▶ [EXERCISE BRIEF]:
Give back exactly the lines from the one containing "of the rough" through the end of the records, including both, and no others.
───
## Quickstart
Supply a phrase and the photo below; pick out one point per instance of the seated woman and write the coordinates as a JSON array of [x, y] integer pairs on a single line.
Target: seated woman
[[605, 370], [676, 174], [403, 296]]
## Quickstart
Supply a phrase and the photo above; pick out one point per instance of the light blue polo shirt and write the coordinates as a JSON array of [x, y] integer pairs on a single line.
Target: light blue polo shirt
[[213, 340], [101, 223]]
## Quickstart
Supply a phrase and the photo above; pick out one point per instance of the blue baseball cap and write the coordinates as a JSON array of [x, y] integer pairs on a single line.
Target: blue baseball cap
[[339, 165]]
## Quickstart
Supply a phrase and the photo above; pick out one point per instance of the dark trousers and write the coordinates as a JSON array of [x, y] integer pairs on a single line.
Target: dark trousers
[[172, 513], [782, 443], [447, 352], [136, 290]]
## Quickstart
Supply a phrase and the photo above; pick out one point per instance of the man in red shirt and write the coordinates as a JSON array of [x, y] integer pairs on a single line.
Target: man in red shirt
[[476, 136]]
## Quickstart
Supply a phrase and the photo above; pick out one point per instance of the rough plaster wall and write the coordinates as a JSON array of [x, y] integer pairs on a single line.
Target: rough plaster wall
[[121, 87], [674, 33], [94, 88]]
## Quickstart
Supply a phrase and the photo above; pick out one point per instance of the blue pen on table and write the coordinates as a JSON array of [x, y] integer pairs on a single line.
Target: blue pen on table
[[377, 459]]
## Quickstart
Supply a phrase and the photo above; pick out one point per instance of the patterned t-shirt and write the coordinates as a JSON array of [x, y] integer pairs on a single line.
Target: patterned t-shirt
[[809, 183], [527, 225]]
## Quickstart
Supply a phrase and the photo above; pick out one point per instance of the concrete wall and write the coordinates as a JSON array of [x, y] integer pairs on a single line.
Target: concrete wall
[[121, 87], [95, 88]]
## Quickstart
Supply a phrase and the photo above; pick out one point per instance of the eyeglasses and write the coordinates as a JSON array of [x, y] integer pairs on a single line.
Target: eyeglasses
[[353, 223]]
───
▶ [RESPONSE BOX]:
Supply a phrase and the photo above; pick out one point per instance of the rough plaster wall and write the coordinates as a JSON array of [x, y] integer pairs on a single line.
Target: rough plaster wall
[[121, 87], [674, 33], [94, 88]]
## Quickstart
Supply a phrase and the photo above; pick out one point per instance of the blue pen on table and write the coordinates as a JSON array of [x, y] integer pairs on a single line.
Target: blue pen on table
[[377, 459]]
## Quickstart
Supply a phrase and the photo above; pick out one point per instance of the patterned t-shirt and write the coordinates as a JSON array of [x, y] integer pairs on a single line.
Target: patterned t-shirt
[[809, 183], [527, 225]]
## Quickstart
Supply a phrase and the photo above; pick out one point per instance of the concrete wall and write the coordinates as a JSON array of [x, y] integer pairs on a single line.
Target: concrete wall
[[121, 87], [95, 88]]
## Quickstart
Supply a phrase and the photo above; pick out one point per instance of the eyeglasses and write the coordinates as a JSON array of [x, y] integer pairs on a single line.
Target: eyeglasses
[[353, 223]]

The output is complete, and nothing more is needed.